▶ **WORK TASK**: Output the records, every one, exactly as given.

▶ **INFORMATION GIVEN**:
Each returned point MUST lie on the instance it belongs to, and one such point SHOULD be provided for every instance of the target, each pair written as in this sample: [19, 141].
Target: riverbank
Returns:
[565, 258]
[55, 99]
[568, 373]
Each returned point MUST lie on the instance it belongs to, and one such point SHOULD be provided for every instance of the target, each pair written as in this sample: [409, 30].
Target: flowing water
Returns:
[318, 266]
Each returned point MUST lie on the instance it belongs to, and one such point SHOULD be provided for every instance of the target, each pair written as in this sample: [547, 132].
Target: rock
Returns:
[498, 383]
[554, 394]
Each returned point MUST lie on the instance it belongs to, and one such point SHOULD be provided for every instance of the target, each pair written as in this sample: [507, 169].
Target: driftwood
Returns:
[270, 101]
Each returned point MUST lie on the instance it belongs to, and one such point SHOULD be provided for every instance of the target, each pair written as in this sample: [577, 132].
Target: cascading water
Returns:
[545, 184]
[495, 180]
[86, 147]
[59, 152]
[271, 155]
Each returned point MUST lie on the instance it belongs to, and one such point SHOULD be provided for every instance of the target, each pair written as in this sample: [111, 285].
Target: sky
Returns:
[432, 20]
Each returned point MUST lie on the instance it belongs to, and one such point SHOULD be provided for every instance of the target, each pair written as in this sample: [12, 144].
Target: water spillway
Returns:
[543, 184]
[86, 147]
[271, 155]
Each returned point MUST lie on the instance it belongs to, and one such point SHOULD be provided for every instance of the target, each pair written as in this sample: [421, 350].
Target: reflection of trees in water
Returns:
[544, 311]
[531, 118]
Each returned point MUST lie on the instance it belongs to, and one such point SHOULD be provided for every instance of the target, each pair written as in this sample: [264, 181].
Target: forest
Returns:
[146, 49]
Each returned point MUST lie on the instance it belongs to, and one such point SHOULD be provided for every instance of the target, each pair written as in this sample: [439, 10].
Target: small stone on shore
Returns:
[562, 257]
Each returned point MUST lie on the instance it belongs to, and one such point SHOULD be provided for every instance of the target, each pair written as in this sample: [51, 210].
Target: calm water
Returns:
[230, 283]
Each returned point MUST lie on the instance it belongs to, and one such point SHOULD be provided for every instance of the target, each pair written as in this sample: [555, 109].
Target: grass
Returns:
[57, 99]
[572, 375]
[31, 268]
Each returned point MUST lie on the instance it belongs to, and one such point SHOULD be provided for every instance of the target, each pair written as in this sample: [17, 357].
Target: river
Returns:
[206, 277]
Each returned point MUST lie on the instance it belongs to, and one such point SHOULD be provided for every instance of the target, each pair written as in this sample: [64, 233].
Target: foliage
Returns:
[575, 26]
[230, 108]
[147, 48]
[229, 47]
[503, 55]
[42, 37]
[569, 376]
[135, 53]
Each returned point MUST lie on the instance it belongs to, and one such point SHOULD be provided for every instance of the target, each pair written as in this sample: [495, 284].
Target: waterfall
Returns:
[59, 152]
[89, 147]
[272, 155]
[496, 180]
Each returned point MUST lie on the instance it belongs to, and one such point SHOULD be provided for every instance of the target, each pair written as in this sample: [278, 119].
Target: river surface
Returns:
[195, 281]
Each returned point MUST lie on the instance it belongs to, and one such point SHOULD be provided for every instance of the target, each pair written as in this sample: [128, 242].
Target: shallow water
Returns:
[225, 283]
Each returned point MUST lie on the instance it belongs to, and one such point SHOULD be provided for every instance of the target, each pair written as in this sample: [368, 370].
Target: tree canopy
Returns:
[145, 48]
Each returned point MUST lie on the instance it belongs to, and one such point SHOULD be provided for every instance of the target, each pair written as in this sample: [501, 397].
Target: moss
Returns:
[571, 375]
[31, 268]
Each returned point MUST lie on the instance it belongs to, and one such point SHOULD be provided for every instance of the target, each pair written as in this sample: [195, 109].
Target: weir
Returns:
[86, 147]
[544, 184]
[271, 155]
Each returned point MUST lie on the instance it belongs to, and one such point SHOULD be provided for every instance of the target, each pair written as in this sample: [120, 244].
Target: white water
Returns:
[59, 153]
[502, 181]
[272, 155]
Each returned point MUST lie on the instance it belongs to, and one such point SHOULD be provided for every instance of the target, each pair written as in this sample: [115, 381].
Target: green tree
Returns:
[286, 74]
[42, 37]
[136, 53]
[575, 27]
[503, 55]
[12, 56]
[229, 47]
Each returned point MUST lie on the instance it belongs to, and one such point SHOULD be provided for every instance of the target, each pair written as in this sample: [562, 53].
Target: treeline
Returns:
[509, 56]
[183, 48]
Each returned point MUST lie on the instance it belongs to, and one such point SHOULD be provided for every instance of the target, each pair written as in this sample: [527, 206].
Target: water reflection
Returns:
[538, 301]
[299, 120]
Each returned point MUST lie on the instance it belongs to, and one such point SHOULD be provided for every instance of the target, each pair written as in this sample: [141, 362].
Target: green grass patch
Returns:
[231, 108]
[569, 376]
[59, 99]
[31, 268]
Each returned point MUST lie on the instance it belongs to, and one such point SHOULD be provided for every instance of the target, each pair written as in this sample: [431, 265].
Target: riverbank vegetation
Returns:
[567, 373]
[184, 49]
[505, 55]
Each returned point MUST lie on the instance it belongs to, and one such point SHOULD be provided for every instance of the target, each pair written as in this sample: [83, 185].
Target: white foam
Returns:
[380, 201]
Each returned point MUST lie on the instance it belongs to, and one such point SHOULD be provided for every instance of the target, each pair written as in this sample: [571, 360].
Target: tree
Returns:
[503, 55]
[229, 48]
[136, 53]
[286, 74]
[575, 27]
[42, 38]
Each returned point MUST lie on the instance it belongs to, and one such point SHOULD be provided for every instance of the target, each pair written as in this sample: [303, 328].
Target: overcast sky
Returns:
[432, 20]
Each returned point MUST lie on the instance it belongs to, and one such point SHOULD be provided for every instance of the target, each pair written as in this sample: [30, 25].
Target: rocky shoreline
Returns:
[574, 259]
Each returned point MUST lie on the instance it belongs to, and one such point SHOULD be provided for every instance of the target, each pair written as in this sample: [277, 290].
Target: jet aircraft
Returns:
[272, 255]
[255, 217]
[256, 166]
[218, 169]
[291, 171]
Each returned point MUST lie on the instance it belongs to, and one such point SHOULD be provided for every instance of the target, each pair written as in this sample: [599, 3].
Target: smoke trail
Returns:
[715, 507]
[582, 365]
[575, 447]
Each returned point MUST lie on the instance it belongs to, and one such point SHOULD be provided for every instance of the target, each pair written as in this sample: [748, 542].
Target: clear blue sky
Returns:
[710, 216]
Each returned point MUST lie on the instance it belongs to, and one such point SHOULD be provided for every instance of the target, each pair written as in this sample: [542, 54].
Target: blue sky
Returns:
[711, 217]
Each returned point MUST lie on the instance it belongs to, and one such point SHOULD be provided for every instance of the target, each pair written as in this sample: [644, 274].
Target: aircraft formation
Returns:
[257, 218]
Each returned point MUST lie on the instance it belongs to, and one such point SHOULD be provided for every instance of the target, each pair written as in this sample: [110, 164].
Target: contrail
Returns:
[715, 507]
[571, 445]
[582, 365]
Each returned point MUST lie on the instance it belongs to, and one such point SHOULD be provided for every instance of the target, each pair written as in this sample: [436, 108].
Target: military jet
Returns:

▶ **RESULT OF THIS EXERCISE**:
Each returned point MUST lie on the instance it belongs to, and one such point SHOULD be provided for every instance of the target, each pair written as in this sample: [19, 141].
Target: riverbank
Returns:
[565, 258]
[55, 99]
[568, 373]
Each returned point MUST lie on the instance it belongs to, and one such point SHOULD be provided for every instance of the target, each pair written as in this sample: [409, 30].
Target: flowing water
Returns:
[318, 266]
Each returned point MUST lie on the instance it belongs to, and one such point SHOULD be provided for every instance of the target, each pair written as in this sample: [547, 132].
Target: rock
Returns:
[498, 383]
[554, 394]
Each returned point MUST lie on the instance it belongs to, and one such point SHOULD be provided for every instance of the target, each pair written as in this sample: [507, 169].
Target: driftwood
Returns:
[270, 101]
Each returned point MUST lie on the instance it belongs to, and one such point SHOULD be provided for every instance of the target, each pair written as in this sample: [577, 132].
Target: cascading water
Returns:
[545, 184]
[495, 180]
[86, 147]
[59, 152]
[271, 155]
Each returned point MUST lie on the instance it belongs to, and one such point SHOULD be provided for every instance of the target, each pair written as in this sample: [111, 285].
Target: sky
Returns:
[432, 20]
Each returned point MUST lie on the instance it belongs to, and one such point SHOULD be provided for every instance of the target, each pair written as in this sample: [12, 144].
Target: water spillway
Returns:
[543, 184]
[86, 147]
[271, 155]
Each returned point MUST lie on the instance it belongs to, and one such point SHOULD be provided for every instance of the target, each pair written as in this sample: [421, 350].
Target: reflection of trees in water
Returns:
[544, 311]
[531, 118]
Each returned point MUST lie on the instance it belongs to, and one such point SHOULD be provided for every instance of the target, each pair written as in this sample: [264, 181].
Target: forest
Returns:
[146, 49]
Each returned point MUST lie on the instance it belongs to, and one such point SHOULD be provided for every instance of the target, each pair written as in this sample: [439, 10].
Target: small stone on shore
Returns:
[562, 257]
Each returned point MUST lie on the instance it belongs to, and one such point SHOULD be provided for every instance of the target, each pair written as in this sample: [51, 210].
Target: calm water
Returns:
[230, 283]
Each returned point MUST lie on the instance it belongs to, and one such point SHOULD be provided for every instance of the target, each pair written as in this sample: [555, 109].
Target: grass
Returns:
[57, 99]
[572, 375]
[31, 268]
Each returned point MUST lie on the instance it belongs to, and one such point SHOULD be provided for every instance of the target, each pair written as in this sample: [17, 357].
Target: river
Returns:
[206, 277]
Each returned point MUST lie on the instance it belongs to, and one such point SHOULD be provided for every instance of the target, each pair written as in this sample: [64, 233].
Target: foliage
Returns:
[575, 26]
[230, 108]
[147, 48]
[229, 47]
[503, 55]
[42, 37]
[569, 376]
[135, 53]
Each returned point MUST lie on the instance it belongs to, and one such point SHOULD be provided for every instance of the target, each pair written as in this sample: [495, 284].
Target: waterfall
Returns:
[59, 152]
[89, 147]
[272, 155]
[496, 180]
Each returned point MUST lie on the instance it belongs to, and one such point SHOULD be provided for every instance of the target, each pair written as in this sample: [278, 119].
Target: river surface
Returns:
[195, 281]
Each returned point MUST lie on the instance it belongs to, and one such point SHOULD be provided for every instance of the target, each pair written as in this sample: [128, 242].
Target: shallow water
Returns:
[225, 283]
Each returned point MUST lie on the instance it belongs to, and one such point SHOULD be provided for every instance of the target, each pair written as in this sample: [368, 370].
Target: tree canopy
Returns:
[145, 48]
Each returned point MUST lie on the instance it belongs to, and one such point SHOULD be provided for every instance of the target, each pair written as in this sample: [501, 397].
Target: moss
Returns:
[571, 375]
[31, 268]
Each returned point MUST lie on the instance it belongs to, and one such point SHOULD be provided for every instance of the target, each pair written as in this sample: [195, 109].
Target: weir
Returns:
[86, 147]
[544, 184]
[271, 155]
Each returned point MUST lie on the instance it belongs to, and one such point SHOULD be provided for every instance of the target, each pair written as in this sample: [120, 244].
Target: white water
Returns:
[59, 153]
[502, 181]
[272, 155]
Each returned point MUST lie on the instance it belongs to, and one such point SHOULD be provided for every instance of the target, each pair written as in this sample: [115, 381].
Target: green tree
Returns:
[286, 74]
[42, 37]
[136, 53]
[575, 27]
[503, 55]
[12, 56]
[229, 47]
Each returned point MUST lie on the instance it belongs to, and one such point SHOULD be provided for every instance of the target, each pair written as in this sample: [562, 53].
Target: treeline
Returns:
[509, 56]
[183, 48]
Each returned point MUST lie on the instance it belongs to, and one such point SHOULD be provided for every instance of the target, each pair written as in this sample: [527, 206].
Target: water reflection
Returns:
[538, 301]
[299, 120]
Each returned point MUST lie on the instance it belongs to, and one such point SHOULD be provided for every instance of the target, each pair written as in this sample: [141, 362].
Target: green grass patch
Returns:
[231, 108]
[569, 376]
[59, 99]
[31, 268]
Each returned point MUST lie on the instance it belongs to, and one such point SHOULD be provided for every instance of the target, each pair written as in this sample: [431, 265].
Target: riverbank vegetation
Returns:
[567, 373]
[184, 49]
[505, 55]
Each returned point MUST lie on the instance it belongs to, and one such point SHOULD be provided for every instance of the target, each pair written as in this sample: [83, 185].
Target: white foam
Returns:
[380, 201]
Each returned point MUST lie on the instance it belongs to, and one such point SHOULD be provided for every instance of the target, each pair written as in this sample: [571, 360].
Target: tree
Returns:
[503, 55]
[229, 48]
[136, 53]
[286, 74]
[575, 27]
[42, 38]
Each returned point MUST lie on the instance it belongs to, and one such point SHOULD be provided for every instance of the target, each pair written as in this sample: [303, 328].
Target: overcast sky
Returns:
[432, 20]
Each returned point MUST lie on the instance it belongs to, and one such point SHOULD be provided for every instance of the target, each pair written as in this sample: [30, 25].
Target: rocky shoreline
Returns:
[574, 259]
Each returned point MUST lie on the instance it belongs to, and one such point SHOULD be provided for every instance of the target, each pair written as in this sample: [277, 290].
Target: jet aircraft
Returns:
[272, 255]
[255, 217]
[256, 166]
[218, 169]
[291, 171]
Each returned point MUST lie on the instance it belongs to, and one such point SHOULD be provided for every instance of the target, each pair written as in this sample: [599, 3].
Target: smoke trail
Returns:
[715, 507]
[582, 365]
[575, 447]
Each returned point MUST lie on the instance it belongs to, and one such point SHOULD be provided for every instance of the target, each pair written as in this sample: [748, 542].
Target: clear blue sky
Returns:
[710, 216]
Each returned point MUST lie on the instance it belongs to, and one such point SHOULD be provided for every instance of the target, each pair written as in this sample: [542, 54].
Target: blue sky
Returns:
[711, 217]
Each returned point MUST lie on the instance it belongs to, and one such point SHOULD be provided for every instance of the target, each pair written as in this sample: [644, 274].
Target: aircraft formation
Returns:
[257, 218]
Each returned point MUST lie on the instance it belongs to, and one such point SHOULD be provided for every instance of the target, each pair written as in this sample: [110, 164].
Target: contrail
Returns:
[715, 507]
[571, 445]
[582, 365]
Each returned point MUST lie on the instance it belongs to, and one such point SHOULD be provided for every instance of the target, each pair written as in this sample: [436, 108].
Target: military jet
Returns:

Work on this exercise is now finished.